What is needed =
Give the entries back exactly, dropping each image.

Dataset extract =

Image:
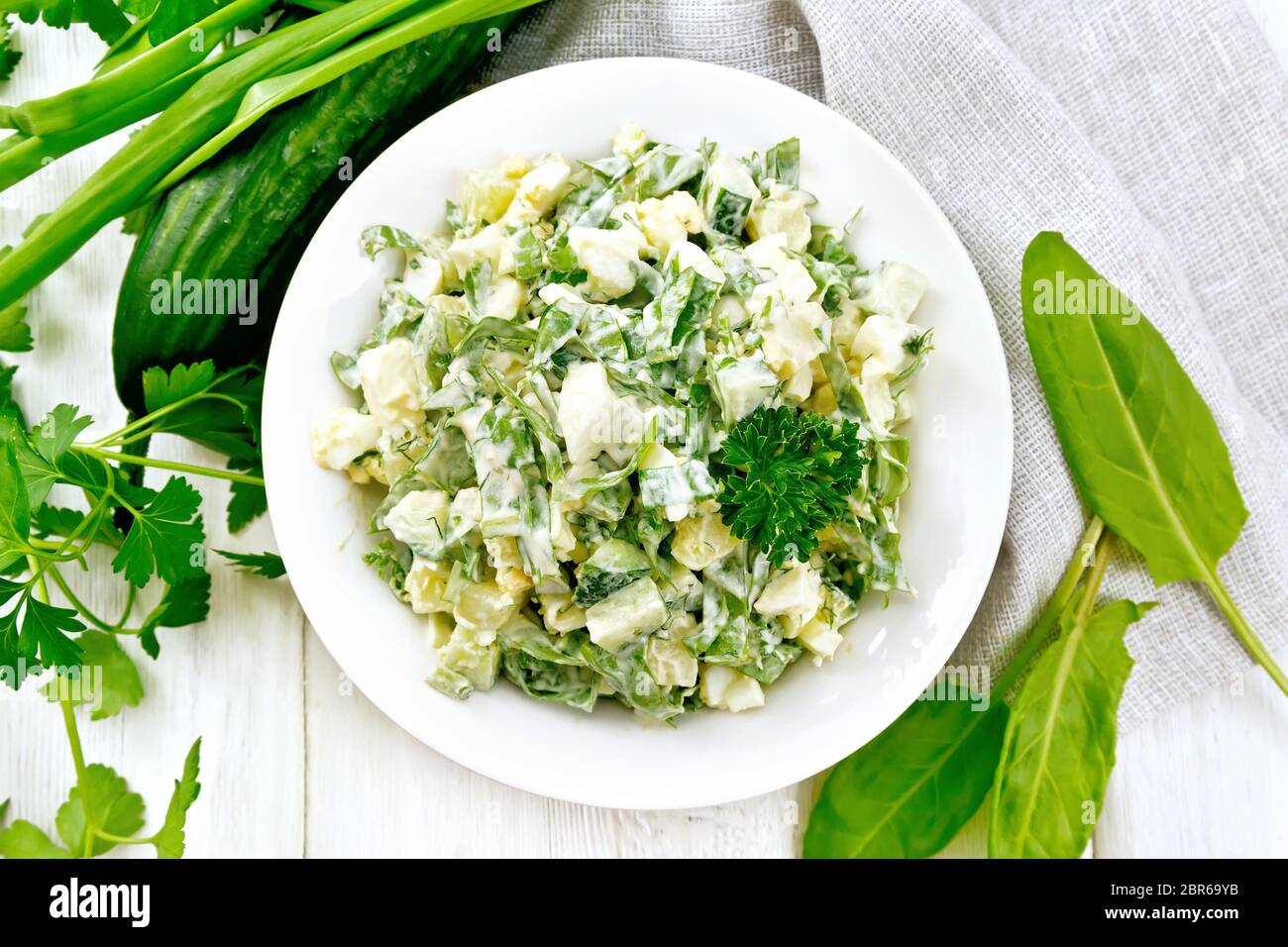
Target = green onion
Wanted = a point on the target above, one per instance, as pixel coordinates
(206, 108)
(84, 103)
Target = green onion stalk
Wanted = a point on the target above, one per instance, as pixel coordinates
(217, 107)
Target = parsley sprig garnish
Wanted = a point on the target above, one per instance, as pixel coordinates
(785, 475)
(160, 543)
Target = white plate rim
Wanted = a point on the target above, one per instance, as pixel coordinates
(277, 464)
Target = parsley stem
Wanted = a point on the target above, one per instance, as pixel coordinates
(81, 781)
(119, 628)
(151, 418)
(115, 458)
(76, 603)
(1039, 633)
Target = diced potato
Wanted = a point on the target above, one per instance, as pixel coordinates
(425, 583)
(819, 637)
(883, 338)
(420, 518)
(423, 277)
(724, 688)
(468, 661)
(391, 385)
(670, 663)
(630, 141)
(795, 592)
(608, 258)
(669, 221)
(540, 189)
(781, 211)
(483, 605)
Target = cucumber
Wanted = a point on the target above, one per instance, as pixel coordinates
(250, 211)
(610, 567)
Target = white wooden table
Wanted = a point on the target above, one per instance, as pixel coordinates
(296, 762)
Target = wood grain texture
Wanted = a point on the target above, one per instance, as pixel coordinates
(296, 762)
(235, 680)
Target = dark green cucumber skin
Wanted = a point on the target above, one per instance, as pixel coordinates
(250, 211)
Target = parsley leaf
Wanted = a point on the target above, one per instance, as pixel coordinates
(25, 840)
(183, 603)
(228, 424)
(102, 16)
(44, 633)
(170, 839)
(785, 475)
(110, 681)
(268, 565)
(163, 536)
(9, 58)
(14, 331)
(14, 512)
(111, 804)
(54, 436)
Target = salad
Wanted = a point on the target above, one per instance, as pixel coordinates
(635, 425)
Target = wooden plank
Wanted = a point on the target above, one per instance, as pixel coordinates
(375, 789)
(1206, 780)
(233, 680)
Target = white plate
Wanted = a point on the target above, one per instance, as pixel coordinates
(952, 517)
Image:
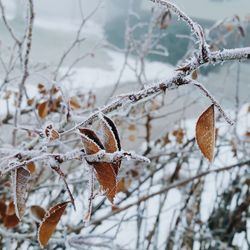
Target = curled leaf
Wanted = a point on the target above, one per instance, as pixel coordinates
(88, 137)
(111, 136)
(205, 133)
(20, 181)
(105, 172)
(37, 213)
(106, 177)
(43, 109)
(10, 221)
(49, 223)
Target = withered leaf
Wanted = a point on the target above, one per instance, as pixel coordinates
(205, 133)
(165, 19)
(31, 167)
(20, 181)
(10, 221)
(3, 208)
(51, 133)
(90, 134)
(123, 185)
(37, 213)
(43, 109)
(111, 136)
(10, 208)
(105, 172)
(106, 177)
(194, 75)
(91, 143)
(49, 223)
(111, 140)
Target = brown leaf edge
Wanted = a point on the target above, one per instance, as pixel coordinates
(20, 181)
(49, 223)
(205, 133)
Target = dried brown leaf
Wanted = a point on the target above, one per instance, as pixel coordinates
(3, 208)
(37, 213)
(205, 133)
(20, 181)
(106, 177)
(43, 109)
(10, 221)
(49, 223)
(111, 137)
(31, 167)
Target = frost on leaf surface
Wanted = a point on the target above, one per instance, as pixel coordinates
(49, 223)
(106, 173)
(20, 181)
(205, 133)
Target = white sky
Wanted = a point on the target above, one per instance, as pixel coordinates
(213, 9)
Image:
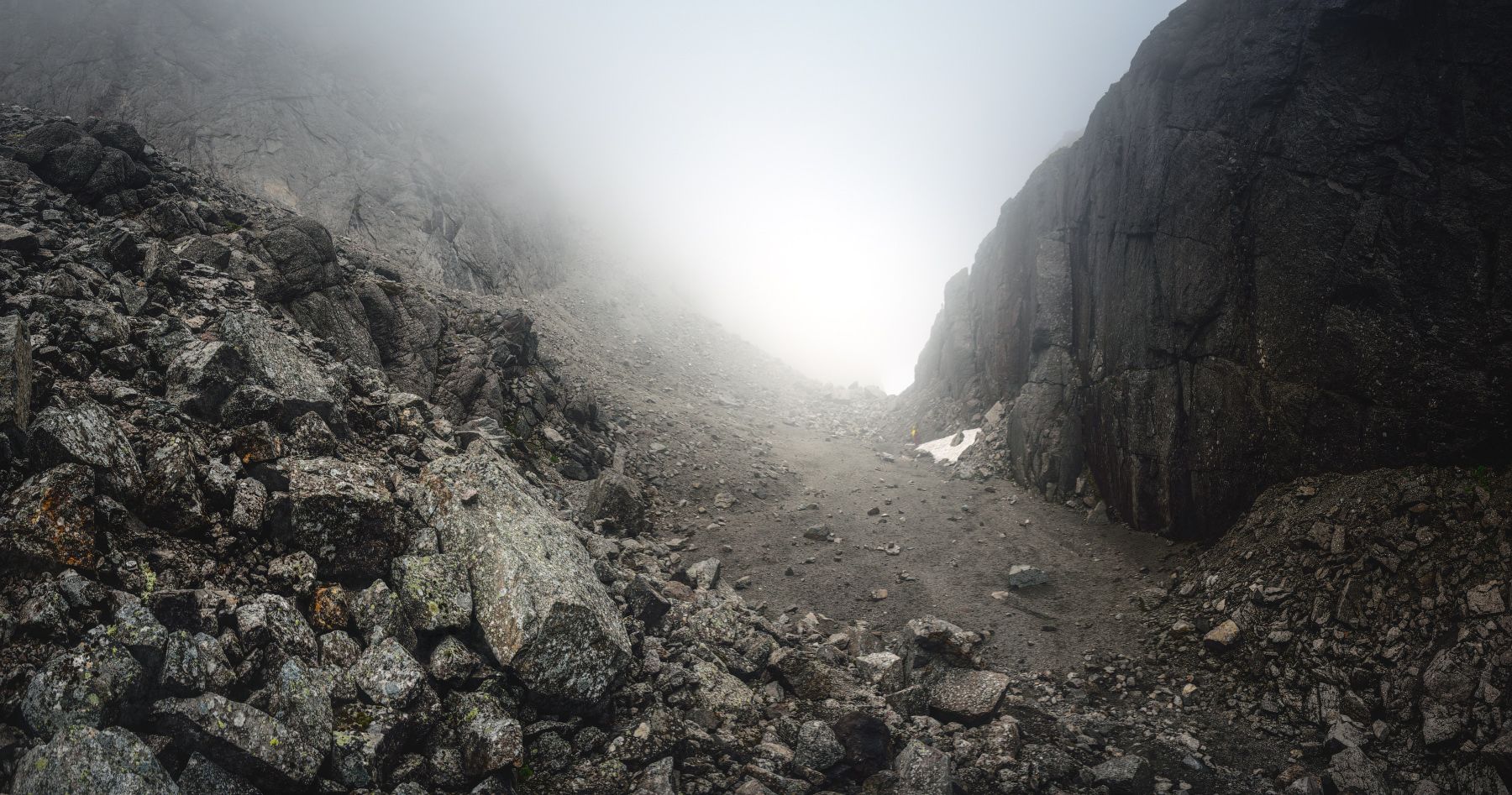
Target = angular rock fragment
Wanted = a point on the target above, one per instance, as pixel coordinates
(15, 374)
(276, 363)
(242, 740)
(387, 674)
(52, 520)
(94, 685)
(434, 591)
(85, 761)
(968, 696)
(536, 598)
(87, 434)
(616, 500)
(1126, 776)
(344, 515)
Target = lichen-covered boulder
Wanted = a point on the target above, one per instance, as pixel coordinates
(968, 696)
(344, 515)
(242, 740)
(87, 434)
(92, 685)
(387, 674)
(52, 522)
(83, 761)
(276, 363)
(434, 591)
(536, 598)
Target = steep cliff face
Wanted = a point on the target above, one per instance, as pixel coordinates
(1284, 245)
(227, 91)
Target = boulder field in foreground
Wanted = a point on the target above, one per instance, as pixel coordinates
(537, 600)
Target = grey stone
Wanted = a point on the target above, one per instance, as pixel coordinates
(924, 770)
(816, 747)
(616, 500)
(87, 434)
(276, 363)
(94, 685)
(242, 740)
(968, 696)
(85, 761)
(1126, 776)
(387, 674)
(294, 575)
(434, 591)
(15, 374)
(536, 598)
(300, 697)
(272, 625)
(183, 670)
(378, 614)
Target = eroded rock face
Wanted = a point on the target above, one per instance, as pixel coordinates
(536, 596)
(87, 761)
(1268, 256)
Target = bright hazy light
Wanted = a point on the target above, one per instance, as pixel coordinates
(809, 173)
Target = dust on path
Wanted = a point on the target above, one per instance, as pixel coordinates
(958, 541)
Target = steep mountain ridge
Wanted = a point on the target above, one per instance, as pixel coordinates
(1279, 248)
(228, 91)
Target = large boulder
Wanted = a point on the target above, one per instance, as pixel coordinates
(1269, 254)
(15, 374)
(83, 761)
(276, 363)
(344, 515)
(52, 520)
(302, 260)
(536, 598)
(92, 685)
(87, 434)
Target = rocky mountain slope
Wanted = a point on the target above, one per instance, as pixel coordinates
(1279, 248)
(238, 558)
(226, 88)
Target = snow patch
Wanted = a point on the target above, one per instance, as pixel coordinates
(944, 451)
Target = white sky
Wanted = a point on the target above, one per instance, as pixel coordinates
(811, 173)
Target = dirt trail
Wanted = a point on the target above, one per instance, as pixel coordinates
(956, 541)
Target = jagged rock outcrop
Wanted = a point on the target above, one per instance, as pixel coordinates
(228, 90)
(1281, 247)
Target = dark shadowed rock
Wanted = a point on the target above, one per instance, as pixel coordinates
(302, 260)
(204, 777)
(1126, 776)
(87, 761)
(616, 500)
(1186, 300)
(94, 685)
(241, 740)
(536, 598)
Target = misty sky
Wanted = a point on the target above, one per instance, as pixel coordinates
(809, 173)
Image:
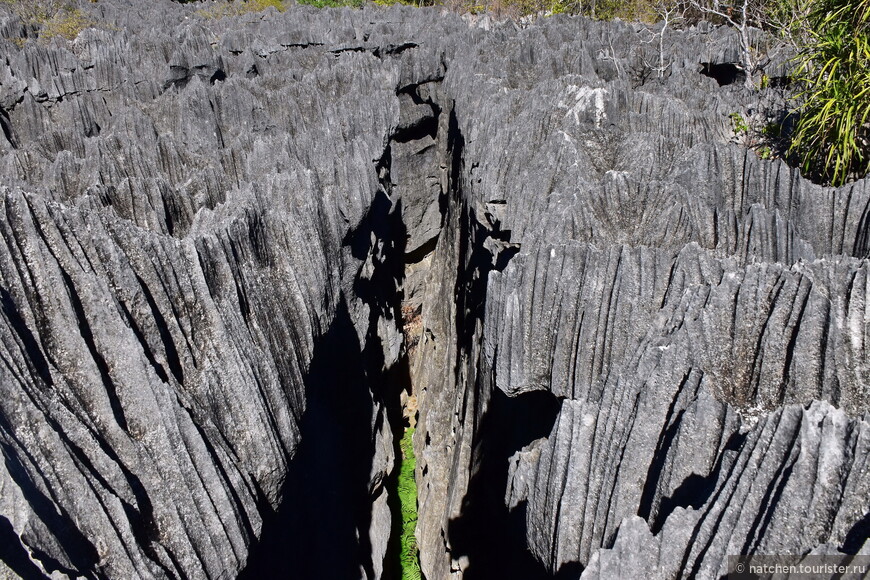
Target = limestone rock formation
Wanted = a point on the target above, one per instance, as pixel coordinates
(641, 347)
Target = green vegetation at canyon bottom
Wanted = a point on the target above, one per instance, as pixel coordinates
(407, 488)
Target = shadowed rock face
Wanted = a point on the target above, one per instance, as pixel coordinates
(643, 348)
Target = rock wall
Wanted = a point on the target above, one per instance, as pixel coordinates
(641, 348)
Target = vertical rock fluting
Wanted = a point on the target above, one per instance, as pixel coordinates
(691, 317)
(640, 348)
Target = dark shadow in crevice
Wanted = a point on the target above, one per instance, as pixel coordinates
(6, 127)
(487, 532)
(857, 536)
(321, 528)
(77, 549)
(696, 490)
(726, 73)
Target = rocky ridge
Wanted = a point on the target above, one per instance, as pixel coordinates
(641, 347)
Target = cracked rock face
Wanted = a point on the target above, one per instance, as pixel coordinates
(638, 347)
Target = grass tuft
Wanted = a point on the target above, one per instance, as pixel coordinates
(408, 555)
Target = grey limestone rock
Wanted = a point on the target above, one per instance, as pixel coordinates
(642, 347)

Result of the task =
Image:
Target = green onion
Wanted = a point on the target above, one per instance, as pixel coordinates
(206, 108)
(84, 103)
Target = green onion stalk
Wanted = a point on the target above, one per instance, as pixel coordinates
(217, 107)
Target = parsley sprig garnish
Wanted = a point on the target above, one per instance, as pixel coordinates
(785, 475)
(160, 543)
Target = white plate rim
Wanted = a point on the target above, one per instance, as pixel coordinates
(277, 464)
Target = parsley stem
Wanted = a point on the target above, one per instance, as pixel coordinates
(81, 781)
(119, 628)
(151, 418)
(115, 458)
(76, 603)
(1039, 633)
Target = diced potato
Wanted = a point on the target above, one per instance, as pixel coordinates
(425, 583)
(819, 637)
(883, 338)
(420, 518)
(423, 277)
(724, 688)
(468, 661)
(391, 385)
(670, 663)
(630, 141)
(795, 592)
(608, 258)
(669, 221)
(540, 189)
(781, 211)
(483, 605)
Target = cucumber
Wanted = a point on the target above, one per instance, as pixel coordinates
(250, 211)
(610, 567)
Target = white wooden table
Wanted = a point on the target above, one per instance, as pixel coordinates
(296, 762)
Target = wood grain texture
Wanted = a point on the target above, one per instance, as pixel coordinates
(296, 762)
(235, 680)
Target = dark green cucumber skin
Wanted = a point on the target above, one per instance, as pixel coordinates
(250, 211)
Target = parsley leaf
Wanted = a point on the target above, one per instance, as pixel coordinates
(25, 840)
(183, 603)
(228, 424)
(102, 16)
(44, 633)
(170, 839)
(785, 475)
(110, 681)
(268, 565)
(163, 536)
(9, 58)
(14, 331)
(14, 512)
(111, 804)
(54, 436)
Target = salad
Wanted = a point on the target above, one per instance, as pixel coordinates
(635, 425)
Target = wooden plank
Wanted = a point on the target above, one per instance, as pixel coordinates
(375, 789)
(1206, 780)
(233, 680)
Target = white plate
Wanted = a point on the target above, one per instance, as pixel coordinates
(952, 517)
Image:
Target = curled leaf
Wanted = a point on the target above, one per instance, as pixel coordinates
(88, 137)
(111, 136)
(205, 133)
(20, 181)
(105, 172)
(37, 213)
(106, 177)
(43, 109)
(10, 221)
(49, 223)
Target = withered leaf
Wanted = a point on the target above, one per instance, as pixel coordinates
(205, 133)
(165, 19)
(31, 167)
(20, 181)
(10, 221)
(3, 208)
(51, 133)
(90, 134)
(123, 185)
(37, 213)
(43, 109)
(111, 136)
(10, 208)
(105, 172)
(106, 177)
(194, 75)
(91, 143)
(49, 223)
(111, 140)
Target = brown leaf edge
Wanted = a point on the target above, one per instance, as pixel coordinates
(20, 181)
(49, 223)
(205, 133)
Target = dried brown leaf
Wanted = a point on the target above, one per instance, as pixel coordinates
(3, 208)
(37, 213)
(205, 133)
(20, 181)
(106, 177)
(43, 109)
(10, 221)
(49, 223)
(111, 137)
(31, 167)
Target = frost on leaf surface
Wanted = a point on the target above, one per instance, as pixel coordinates
(49, 223)
(106, 173)
(20, 181)
(205, 133)
Target = white sky
Wanted = a point on the target above, one per instance, as pixel coordinates
(213, 9)
Image:
Target = angular rock fragment
Wanted = a point on the target above, one per instance, as pixel coordinates
(15, 374)
(276, 363)
(242, 740)
(387, 674)
(52, 520)
(94, 685)
(434, 591)
(85, 761)
(968, 696)
(536, 598)
(87, 434)
(616, 500)
(1126, 776)
(344, 515)
Target = lichen-covered boulder
Wanted = a point on the target above, one per instance, as pixel coordinates
(968, 696)
(344, 515)
(242, 740)
(87, 434)
(92, 685)
(387, 674)
(52, 522)
(83, 761)
(276, 363)
(434, 591)
(536, 598)
Target = steep cliff face
Wanted = a point on the target above, one per instance, as pixel coordinates
(1284, 245)
(227, 91)
Target = boulder field in foreground
Wanted = a point on the target above, one per instance, as pixel coordinates
(537, 600)
Target = grey stone
Wanted = a point on the target above, one per instance, as pixel coordinates
(924, 770)
(816, 747)
(616, 500)
(87, 434)
(276, 363)
(94, 685)
(242, 740)
(968, 696)
(85, 761)
(1126, 776)
(387, 674)
(294, 575)
(434, 591)
(15, 374)
(536, 598)
(300, 697)
(272, 625)
(183, 670)
(378, 614)
Target = eroded rock face
Wanted = a point on the target above, one per instance, as pixel coordinates
(536, 596)
(87, 761)
(1268, 256)
Target = bright hazy light
Wanted = a point on the target above, one per instance, as pixel coordinates
(809, 173)
Target = dust on path
Wanted = a point on the target above, one per instance, as pixel coordinates
(958, 541)
Target = steep mountain ridge
Wanted = a point on the target above, one per instance, as pixel coordinates
(1279, 248)
(228, 91)
Target = large boulder
Wanted = a point on the target above, one per instance, as pixel coordinates
(1269, 254)
(15, 374)
(83, 761)
(276, 363)
(344, 515)
(52, 520)
(302, 260)
(536, 598)
(92, 685)
(87, 434)
Target = rocky mountain slope
Wanted = a point on the target above, one per instance, as pixel coordinates
(1279, 248)
(238, 558)
(226, 88)
Target = snow patch
Wanted = a point on the target above, one per instance, as pixel coordinates
(944, 451)
Target = white sky
Wanted = a point on the target above, one per instance, as pixel coordinates
(811, 173)
Target = dirt trail
Wanted = a point on the target above, one per instance, as pixel coordinates
(956, 541)
Target = jagged rock outcrop
Wanted = a point on the target above, one per instance, as pixel coordinates
(228, 90)
(1281, 247)
Target = dark shadowed rock
Wanted = a point on the target above, one per instance, as pixel coordinates
(302, 260)
(204, 777)
(1126, 776)
(87, 761)
(616, 500)
(1186, 300)
(94, 685)
(241, 740)
(536, 598)
Target = misty sky
Wanted = a point on the target above, one per instance, as pixel coordinates
(809, 173)
Image:
Target = limestone rock formation
Wanted = a point on the target above, one per instance, as pixel coordinates
(641, 347)
Target = green vegetation at canyon bottom
Wanted = a point on the target above, one per instance, as pixel coordinates
(407, 488)
Target = shadowed rock face
Wanted = a point on the target above, one per instance, as pixel coordinates
(643, 348)
Target = rock wall
Wanted = a point on the target above, one per instance, as pixel coordinates
(641, 348)
Target = vertical rock fluting
Wanted = a point on the target above, one per instance, as pixel coordinates
(691, 317)
(640, 348)
Target = dark shadow in crevice
Wanted = a point on the target above, one per instance, as pixel coordinates
(6, 127)
(487, 532)
(857, 536)
(321, 528)
(77, 549)
(696, 490)
(726, 73)
Target = rocky ridge
Wanted = a point on the target above, one per instance, as pixel coordinates
(641, 347)
Target = cracked rock face
Wanted = a point on the target above, one per instance, as pixel coordinates
(638, 347)
Target = grass tuft
Wanted = a point on the target above, one per instance, as pixel coordinates
(408, 555)
Target = grey limestone rock
Wanted = a point on the target above, one per instance, as pixel coordinates
(642, 347)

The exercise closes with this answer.